INFORMATION GIVEN>
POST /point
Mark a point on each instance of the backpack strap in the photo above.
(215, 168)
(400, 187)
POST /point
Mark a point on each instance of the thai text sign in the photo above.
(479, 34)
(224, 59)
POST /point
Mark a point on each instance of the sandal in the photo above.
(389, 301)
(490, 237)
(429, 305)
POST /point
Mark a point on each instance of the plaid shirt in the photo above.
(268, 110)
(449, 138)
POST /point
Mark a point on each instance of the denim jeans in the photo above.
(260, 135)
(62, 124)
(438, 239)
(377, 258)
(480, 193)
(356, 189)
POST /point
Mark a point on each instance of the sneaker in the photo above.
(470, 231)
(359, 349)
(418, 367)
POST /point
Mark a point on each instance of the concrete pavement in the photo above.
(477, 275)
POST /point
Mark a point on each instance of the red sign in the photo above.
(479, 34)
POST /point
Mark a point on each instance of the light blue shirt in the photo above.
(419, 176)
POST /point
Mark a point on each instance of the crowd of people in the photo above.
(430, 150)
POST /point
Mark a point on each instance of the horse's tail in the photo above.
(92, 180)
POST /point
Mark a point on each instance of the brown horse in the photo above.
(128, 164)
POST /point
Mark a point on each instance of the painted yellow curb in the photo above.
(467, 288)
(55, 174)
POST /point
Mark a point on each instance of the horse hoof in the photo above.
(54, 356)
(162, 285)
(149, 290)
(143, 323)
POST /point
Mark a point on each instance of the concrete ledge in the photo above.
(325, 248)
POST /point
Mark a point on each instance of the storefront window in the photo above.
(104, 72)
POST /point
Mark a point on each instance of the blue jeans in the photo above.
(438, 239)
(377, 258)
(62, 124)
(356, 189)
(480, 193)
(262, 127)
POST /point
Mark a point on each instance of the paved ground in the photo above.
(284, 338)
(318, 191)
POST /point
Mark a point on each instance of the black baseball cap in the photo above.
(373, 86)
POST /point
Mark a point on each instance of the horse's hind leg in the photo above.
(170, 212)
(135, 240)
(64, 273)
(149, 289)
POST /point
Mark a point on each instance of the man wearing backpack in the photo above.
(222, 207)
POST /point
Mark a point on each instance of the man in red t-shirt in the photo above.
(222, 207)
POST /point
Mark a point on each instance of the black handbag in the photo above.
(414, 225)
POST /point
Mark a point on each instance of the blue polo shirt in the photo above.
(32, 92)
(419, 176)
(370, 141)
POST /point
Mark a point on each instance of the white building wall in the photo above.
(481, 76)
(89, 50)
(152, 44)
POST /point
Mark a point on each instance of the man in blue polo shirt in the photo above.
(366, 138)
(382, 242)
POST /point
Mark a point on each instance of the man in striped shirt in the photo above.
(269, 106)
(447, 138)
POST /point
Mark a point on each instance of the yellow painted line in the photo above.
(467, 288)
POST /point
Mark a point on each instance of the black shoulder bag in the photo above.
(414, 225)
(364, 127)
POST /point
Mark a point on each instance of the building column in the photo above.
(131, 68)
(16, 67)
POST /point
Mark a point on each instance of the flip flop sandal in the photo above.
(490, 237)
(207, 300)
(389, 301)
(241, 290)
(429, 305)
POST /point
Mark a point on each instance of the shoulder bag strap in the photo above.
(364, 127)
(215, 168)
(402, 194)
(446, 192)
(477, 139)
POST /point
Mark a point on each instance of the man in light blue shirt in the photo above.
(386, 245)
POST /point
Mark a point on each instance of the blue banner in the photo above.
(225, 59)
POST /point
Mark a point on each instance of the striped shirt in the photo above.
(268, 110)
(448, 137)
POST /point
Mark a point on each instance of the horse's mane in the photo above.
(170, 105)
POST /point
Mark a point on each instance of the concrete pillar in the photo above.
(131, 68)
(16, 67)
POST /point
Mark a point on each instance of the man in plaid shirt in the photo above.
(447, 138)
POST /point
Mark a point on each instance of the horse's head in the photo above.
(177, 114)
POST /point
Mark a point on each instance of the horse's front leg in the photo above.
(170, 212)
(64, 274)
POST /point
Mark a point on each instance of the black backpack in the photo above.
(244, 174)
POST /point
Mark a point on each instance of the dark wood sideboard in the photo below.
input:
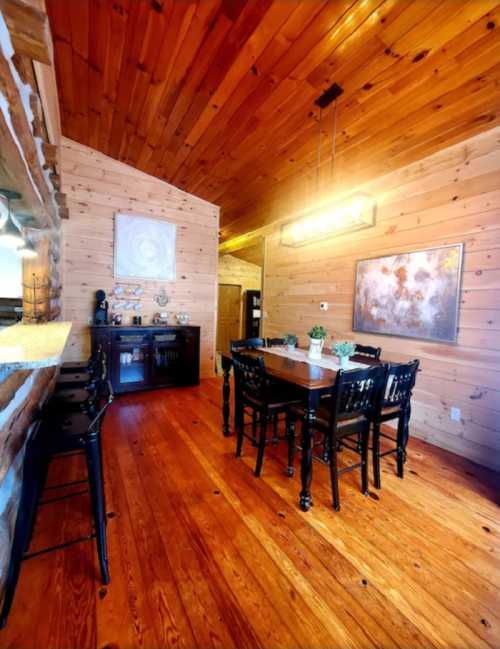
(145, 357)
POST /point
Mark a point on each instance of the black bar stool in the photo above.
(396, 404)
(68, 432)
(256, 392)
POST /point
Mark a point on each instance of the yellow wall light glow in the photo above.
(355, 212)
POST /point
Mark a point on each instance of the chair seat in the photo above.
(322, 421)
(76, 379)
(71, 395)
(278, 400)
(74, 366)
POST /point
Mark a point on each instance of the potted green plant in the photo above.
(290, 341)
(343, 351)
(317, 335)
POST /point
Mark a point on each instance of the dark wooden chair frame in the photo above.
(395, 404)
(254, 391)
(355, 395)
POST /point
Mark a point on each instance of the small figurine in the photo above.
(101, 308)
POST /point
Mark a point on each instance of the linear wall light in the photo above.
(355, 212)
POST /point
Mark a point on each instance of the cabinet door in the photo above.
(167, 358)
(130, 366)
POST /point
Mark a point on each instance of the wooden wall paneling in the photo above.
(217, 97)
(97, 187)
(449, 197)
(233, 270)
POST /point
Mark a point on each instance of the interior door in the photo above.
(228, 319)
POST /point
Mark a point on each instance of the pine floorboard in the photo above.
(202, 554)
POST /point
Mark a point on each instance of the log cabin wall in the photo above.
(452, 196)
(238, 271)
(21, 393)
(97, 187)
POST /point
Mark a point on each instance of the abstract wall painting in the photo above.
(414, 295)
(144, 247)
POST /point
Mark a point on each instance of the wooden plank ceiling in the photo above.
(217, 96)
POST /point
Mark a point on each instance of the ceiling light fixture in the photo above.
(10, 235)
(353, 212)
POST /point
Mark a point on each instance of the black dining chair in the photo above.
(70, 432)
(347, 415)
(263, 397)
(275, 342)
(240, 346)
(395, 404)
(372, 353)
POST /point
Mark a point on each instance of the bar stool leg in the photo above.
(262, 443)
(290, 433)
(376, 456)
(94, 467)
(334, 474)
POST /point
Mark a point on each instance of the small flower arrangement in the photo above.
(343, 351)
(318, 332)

* * *

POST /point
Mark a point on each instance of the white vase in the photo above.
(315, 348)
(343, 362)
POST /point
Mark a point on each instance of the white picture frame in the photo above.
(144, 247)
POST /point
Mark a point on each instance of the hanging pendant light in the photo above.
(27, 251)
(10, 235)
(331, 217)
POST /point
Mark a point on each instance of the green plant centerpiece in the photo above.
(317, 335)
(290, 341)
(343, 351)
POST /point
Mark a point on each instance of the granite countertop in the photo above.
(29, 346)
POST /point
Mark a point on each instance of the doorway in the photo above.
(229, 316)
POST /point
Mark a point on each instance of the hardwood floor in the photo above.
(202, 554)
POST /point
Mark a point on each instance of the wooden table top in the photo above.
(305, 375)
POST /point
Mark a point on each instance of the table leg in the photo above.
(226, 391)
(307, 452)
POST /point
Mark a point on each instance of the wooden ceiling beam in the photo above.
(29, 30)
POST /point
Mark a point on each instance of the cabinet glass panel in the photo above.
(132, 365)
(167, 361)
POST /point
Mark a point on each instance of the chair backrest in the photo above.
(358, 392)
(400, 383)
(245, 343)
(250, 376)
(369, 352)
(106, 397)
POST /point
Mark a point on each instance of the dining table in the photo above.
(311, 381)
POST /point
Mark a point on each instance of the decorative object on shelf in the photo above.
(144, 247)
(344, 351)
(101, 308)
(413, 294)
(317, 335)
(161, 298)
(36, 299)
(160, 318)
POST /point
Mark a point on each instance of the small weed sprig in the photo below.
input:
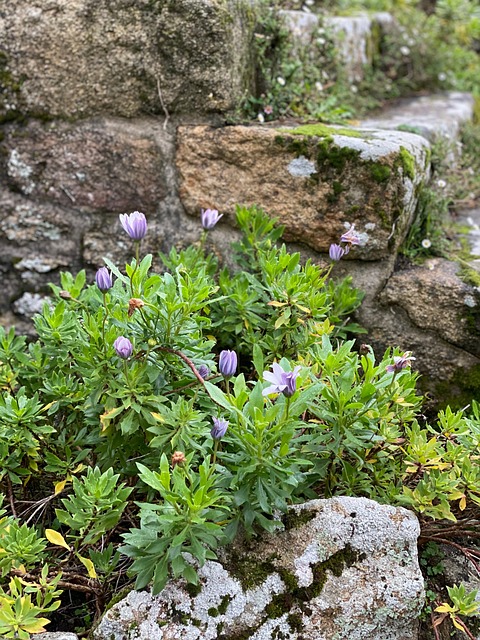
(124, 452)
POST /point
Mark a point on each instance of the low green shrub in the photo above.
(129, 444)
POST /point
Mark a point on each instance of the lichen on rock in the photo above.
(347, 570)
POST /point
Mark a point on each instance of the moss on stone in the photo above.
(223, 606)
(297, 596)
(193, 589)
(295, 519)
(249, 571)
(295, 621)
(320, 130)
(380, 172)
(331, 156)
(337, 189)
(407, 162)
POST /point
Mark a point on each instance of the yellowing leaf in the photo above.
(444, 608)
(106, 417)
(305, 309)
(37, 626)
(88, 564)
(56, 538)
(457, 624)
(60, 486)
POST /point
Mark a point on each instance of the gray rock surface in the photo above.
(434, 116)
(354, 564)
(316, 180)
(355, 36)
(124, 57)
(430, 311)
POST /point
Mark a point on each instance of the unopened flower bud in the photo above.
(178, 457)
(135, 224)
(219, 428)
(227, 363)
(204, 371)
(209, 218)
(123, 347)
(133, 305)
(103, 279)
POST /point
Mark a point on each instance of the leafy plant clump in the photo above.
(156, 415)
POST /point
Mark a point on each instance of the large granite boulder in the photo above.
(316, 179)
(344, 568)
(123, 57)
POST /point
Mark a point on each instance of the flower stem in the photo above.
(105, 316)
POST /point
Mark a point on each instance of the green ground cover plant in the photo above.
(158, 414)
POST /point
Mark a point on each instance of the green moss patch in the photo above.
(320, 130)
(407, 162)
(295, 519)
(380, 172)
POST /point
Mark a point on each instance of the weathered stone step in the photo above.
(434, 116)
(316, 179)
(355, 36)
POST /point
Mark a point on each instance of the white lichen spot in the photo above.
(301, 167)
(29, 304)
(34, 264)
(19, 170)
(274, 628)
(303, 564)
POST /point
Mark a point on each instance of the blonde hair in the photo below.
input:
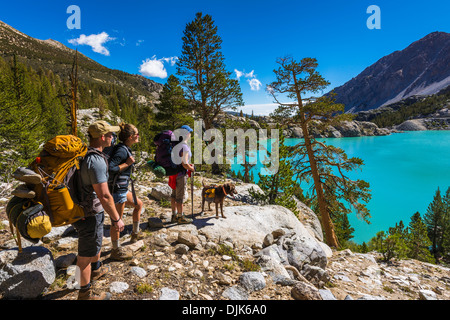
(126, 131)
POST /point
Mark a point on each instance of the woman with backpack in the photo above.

YOUR INSTRUCTIONS> List every line of the entries above that contains the string "granite", copying each line in full. Case matters, so include only lines where the letters match in case.

FINAL ANSWER>
Mark a point on each instance of the granite countertop in the photo above.
Mark a point on each instance of the large granite boulder in the photo above.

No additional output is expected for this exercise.